→ RECORDS PROVIDED:
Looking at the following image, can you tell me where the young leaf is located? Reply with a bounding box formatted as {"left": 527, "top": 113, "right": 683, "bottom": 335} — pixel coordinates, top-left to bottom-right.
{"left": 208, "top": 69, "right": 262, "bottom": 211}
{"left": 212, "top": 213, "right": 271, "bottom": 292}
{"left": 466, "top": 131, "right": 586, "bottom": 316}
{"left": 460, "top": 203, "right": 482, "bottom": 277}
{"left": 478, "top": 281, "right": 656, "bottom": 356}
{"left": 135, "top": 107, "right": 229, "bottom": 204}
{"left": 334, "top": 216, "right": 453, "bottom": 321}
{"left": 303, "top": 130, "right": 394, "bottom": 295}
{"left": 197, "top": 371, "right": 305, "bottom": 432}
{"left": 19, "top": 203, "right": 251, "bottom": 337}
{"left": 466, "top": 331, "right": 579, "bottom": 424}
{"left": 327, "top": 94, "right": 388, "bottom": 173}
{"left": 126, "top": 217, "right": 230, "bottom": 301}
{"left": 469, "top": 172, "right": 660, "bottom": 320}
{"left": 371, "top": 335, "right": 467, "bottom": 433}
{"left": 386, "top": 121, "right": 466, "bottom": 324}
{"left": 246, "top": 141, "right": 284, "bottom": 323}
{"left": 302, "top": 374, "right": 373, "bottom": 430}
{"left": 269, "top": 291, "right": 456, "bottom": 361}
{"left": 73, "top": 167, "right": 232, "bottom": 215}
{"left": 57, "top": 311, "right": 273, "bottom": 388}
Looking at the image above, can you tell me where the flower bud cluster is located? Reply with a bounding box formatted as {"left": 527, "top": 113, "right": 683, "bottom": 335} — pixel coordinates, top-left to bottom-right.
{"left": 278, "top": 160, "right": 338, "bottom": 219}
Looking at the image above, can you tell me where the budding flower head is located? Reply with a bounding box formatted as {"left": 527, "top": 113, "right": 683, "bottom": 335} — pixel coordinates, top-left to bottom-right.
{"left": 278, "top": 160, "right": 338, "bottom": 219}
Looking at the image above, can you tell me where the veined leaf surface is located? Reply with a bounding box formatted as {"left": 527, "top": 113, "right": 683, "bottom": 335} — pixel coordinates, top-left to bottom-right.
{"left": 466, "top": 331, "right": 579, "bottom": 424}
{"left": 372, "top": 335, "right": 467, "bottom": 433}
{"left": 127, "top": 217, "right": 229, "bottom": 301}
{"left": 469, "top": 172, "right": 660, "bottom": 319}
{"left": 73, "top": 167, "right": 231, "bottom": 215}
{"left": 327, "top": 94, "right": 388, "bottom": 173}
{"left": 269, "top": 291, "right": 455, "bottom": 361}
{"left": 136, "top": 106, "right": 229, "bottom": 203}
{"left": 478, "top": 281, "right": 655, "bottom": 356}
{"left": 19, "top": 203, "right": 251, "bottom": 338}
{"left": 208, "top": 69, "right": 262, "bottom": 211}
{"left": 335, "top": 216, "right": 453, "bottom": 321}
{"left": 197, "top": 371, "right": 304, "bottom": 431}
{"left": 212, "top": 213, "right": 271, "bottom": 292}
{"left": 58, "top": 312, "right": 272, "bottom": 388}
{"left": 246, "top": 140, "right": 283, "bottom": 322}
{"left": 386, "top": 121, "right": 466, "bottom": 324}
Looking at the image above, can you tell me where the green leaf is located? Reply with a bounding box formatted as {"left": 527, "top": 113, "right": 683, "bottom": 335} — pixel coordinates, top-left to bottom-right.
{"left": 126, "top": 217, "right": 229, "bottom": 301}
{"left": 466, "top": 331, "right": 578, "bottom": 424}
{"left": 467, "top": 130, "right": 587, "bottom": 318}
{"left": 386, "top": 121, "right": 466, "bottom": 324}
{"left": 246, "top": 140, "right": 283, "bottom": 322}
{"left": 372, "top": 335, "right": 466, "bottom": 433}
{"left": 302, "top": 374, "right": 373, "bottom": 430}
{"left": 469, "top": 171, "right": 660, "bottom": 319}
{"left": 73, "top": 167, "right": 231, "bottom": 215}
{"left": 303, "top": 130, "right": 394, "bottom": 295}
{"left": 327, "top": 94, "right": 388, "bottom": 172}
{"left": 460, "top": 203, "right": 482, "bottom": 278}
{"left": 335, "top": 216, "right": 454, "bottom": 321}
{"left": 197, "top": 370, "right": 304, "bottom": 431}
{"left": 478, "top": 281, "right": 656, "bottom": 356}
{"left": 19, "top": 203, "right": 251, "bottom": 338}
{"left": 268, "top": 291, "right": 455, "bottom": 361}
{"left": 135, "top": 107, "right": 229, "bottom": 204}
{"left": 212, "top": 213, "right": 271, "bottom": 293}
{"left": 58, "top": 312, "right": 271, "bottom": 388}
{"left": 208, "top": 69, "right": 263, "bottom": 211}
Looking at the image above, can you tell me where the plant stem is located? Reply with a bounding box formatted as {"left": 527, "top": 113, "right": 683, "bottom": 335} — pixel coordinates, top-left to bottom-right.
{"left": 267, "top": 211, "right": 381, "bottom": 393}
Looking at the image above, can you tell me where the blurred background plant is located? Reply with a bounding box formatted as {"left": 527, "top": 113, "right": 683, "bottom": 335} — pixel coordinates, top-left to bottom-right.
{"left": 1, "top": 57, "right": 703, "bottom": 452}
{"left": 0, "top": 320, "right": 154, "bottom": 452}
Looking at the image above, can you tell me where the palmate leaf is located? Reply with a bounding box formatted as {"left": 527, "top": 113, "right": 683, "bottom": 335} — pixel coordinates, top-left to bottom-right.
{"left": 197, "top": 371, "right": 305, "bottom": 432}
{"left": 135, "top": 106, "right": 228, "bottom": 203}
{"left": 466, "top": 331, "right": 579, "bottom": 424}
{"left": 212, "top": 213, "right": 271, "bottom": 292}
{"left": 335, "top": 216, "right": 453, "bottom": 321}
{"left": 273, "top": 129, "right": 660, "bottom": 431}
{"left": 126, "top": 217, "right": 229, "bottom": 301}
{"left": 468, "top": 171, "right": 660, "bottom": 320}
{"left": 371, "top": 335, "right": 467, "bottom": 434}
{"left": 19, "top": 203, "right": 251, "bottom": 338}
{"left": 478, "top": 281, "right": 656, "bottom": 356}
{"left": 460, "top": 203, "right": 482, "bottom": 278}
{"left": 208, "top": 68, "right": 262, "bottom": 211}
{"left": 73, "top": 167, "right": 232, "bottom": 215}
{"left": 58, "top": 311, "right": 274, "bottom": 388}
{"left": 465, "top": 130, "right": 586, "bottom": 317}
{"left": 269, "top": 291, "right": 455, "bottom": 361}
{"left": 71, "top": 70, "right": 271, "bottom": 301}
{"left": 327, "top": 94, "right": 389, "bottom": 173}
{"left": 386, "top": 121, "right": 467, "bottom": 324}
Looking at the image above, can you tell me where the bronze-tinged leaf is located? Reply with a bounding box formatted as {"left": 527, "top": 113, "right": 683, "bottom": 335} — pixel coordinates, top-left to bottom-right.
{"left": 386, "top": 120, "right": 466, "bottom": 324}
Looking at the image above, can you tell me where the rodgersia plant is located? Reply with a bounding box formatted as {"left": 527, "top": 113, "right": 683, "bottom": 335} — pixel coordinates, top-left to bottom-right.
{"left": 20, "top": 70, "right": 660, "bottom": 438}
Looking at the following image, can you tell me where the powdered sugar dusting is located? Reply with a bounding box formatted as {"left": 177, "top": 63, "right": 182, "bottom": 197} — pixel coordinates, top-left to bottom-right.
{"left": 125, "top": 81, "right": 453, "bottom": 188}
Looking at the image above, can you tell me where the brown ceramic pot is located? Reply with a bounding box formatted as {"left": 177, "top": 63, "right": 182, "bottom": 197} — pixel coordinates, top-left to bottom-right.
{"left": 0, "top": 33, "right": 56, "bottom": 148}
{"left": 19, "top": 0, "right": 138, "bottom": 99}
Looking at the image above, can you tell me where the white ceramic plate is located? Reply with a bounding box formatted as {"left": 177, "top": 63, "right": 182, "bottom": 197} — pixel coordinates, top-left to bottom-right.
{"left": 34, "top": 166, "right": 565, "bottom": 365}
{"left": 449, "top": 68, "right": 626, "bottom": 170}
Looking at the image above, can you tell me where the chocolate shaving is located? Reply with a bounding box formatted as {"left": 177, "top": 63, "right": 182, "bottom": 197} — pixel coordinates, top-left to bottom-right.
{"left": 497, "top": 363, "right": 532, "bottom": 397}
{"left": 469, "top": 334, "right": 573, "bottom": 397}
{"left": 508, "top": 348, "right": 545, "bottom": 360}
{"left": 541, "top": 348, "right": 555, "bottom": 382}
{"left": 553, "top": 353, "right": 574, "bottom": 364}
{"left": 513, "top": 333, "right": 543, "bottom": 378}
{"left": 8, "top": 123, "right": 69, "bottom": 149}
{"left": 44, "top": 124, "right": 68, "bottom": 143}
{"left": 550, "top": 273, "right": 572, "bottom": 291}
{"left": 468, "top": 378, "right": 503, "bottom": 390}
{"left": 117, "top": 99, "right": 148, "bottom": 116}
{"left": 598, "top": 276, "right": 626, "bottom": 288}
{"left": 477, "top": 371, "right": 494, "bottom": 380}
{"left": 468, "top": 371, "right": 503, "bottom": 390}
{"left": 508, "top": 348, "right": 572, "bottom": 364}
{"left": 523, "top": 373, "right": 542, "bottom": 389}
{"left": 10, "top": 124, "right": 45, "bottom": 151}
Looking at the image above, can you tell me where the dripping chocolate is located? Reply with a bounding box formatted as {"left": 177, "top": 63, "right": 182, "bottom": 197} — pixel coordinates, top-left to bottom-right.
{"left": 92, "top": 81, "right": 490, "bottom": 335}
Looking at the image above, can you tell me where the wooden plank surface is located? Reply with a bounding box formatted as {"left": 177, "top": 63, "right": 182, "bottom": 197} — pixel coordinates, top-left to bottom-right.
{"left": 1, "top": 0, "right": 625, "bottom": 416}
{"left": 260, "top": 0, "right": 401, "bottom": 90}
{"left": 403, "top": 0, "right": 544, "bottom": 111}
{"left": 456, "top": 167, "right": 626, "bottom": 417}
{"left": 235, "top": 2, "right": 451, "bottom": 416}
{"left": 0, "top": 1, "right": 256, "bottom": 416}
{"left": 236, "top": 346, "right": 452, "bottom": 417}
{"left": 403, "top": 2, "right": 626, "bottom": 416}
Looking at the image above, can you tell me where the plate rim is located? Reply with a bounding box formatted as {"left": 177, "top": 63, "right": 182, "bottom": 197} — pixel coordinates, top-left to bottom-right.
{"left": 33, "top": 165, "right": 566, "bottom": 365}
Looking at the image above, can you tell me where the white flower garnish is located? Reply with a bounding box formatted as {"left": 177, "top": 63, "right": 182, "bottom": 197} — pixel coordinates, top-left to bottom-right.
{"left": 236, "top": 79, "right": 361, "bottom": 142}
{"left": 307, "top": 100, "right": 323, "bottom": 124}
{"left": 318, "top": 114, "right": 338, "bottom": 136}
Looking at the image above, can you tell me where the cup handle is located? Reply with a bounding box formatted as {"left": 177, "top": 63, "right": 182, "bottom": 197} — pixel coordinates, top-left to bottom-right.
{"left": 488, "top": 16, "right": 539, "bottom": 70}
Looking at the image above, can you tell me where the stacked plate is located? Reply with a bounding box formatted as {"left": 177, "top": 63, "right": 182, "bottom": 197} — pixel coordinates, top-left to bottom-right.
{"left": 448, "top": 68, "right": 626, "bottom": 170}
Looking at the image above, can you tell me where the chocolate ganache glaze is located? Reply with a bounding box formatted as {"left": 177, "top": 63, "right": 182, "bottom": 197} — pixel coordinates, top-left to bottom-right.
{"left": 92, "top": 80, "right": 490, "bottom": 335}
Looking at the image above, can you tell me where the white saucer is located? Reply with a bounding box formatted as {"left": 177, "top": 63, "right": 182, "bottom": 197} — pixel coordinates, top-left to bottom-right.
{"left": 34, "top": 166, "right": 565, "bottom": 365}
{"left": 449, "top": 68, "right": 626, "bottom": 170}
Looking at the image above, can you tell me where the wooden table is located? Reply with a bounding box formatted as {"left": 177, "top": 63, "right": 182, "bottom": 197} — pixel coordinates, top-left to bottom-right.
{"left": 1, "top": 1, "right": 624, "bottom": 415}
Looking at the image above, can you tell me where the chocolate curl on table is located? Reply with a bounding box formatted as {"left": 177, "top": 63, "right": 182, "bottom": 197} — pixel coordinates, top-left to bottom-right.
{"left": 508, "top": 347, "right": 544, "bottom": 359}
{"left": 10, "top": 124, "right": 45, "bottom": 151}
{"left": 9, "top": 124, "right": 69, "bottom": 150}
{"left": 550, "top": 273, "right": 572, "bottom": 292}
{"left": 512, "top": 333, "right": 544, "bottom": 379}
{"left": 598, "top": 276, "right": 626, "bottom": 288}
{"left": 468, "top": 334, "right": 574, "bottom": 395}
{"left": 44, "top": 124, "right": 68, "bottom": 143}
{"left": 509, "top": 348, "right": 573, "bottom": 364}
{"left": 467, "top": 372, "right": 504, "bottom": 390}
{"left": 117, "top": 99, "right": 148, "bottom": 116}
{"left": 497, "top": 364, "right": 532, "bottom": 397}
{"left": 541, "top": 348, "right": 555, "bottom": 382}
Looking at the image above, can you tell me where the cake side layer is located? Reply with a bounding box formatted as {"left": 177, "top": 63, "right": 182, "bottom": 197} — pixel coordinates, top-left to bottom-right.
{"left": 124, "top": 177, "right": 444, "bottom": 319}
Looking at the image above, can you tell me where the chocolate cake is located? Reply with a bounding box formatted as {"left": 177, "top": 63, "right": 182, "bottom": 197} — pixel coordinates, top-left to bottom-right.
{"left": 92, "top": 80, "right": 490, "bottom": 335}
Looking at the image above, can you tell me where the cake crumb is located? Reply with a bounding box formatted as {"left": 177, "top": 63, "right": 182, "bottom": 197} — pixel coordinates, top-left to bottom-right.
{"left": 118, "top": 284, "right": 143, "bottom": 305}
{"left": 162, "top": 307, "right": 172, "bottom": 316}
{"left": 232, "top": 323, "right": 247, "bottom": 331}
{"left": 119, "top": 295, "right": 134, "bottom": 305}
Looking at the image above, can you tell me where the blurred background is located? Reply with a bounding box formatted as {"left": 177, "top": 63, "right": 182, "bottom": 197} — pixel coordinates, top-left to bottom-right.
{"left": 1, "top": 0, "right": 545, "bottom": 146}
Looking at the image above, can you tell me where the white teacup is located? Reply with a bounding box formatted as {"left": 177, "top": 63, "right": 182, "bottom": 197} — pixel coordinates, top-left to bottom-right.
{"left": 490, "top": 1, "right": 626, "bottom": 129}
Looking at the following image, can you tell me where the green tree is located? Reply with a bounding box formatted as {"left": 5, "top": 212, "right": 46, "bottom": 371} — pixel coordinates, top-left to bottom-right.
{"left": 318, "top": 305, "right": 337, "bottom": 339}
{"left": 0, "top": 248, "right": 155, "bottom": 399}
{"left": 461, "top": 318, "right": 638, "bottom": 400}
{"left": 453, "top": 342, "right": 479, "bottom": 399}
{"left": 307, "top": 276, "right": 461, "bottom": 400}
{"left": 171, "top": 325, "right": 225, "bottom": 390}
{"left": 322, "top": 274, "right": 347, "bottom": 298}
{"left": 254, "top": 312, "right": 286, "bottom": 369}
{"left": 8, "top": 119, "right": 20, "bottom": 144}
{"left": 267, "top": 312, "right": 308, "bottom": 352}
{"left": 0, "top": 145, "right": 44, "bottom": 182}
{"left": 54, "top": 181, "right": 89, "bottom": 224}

→ TASK REQUIREMENTS:
All lines from the one containing "blurred background is" to the end of the records are to be duplicated exactly, and no other lines are to be given.

→ EXPECTED OUTPUT:
Looking at the image above, can you tell me where the blurred background is located? Reply with a bounding box formatted as {"left": 177, "top": 63, "right": 182, "bottom": 197} — pixel coordinates, top-left to bottom-right.
{"left": 1, "top": 0, "right": 545, "bottom": 146}
Looking at the image above, can you tell me where the white teacup is located? Reply with a bounding box formatted as {"left": 177, "top": 63, "right": 182, "bottom": 197} — pixel coordinates, top-left to bottom-right.
{"left": 490, "top": 1, "right": 626, "bottom": 129}
Looking at the following image, can you tell me where the green tree is located? Reply with a bounding box formatted as {"left": 5, "top": 212, "right": 46, "bottom": 371} — pixel coordinates, top-left to bottom-right.
{"left": 318, "top": 305, "right": 337, "bottom": 339}
{"left": 0, "top": 248, "right": 155, "bottom": 399}
{"left": 461, "top": 318, "right": 638, "bottom": 400}
{"left": 453, "top": 342, "right": 479, "bottom": 399}
{"left": 307, "top": 276, "right": 461, "bottom": 400}
{"left": 171, "top": 325, "right": 225, "bottom": 390}
{"left": 322, "top": 274, "right": 347, "bottom": 298}
{"left": 254, "top": 312, "right": 286, "bottom": 369}
{"left": 8, "top": 119, "right": 20, "bottom": 144}
{"left": 267, "top": 312, "right": 308, "bottom": 352}
{"left": 0, "top": 145, "right": 44, "bottom": 182}
{"left": 54, "top": 181, "right": 89, "bottom": 224}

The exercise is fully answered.